▸ **GOAL**
Reproduce the following entries line for line, without any changes.

Records from a data collection

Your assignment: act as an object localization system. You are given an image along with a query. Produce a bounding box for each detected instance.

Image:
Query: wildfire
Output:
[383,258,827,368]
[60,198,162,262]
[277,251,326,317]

▸ **RESULT BELOW**
Your assignment: act as an object localization system. You are given an image along with a query. Produce a bounding box for each detected instance.

Image:
Query: wildfire
Output:
[383,258,827,368]
[60,198,162,262]
[277,251,326,317]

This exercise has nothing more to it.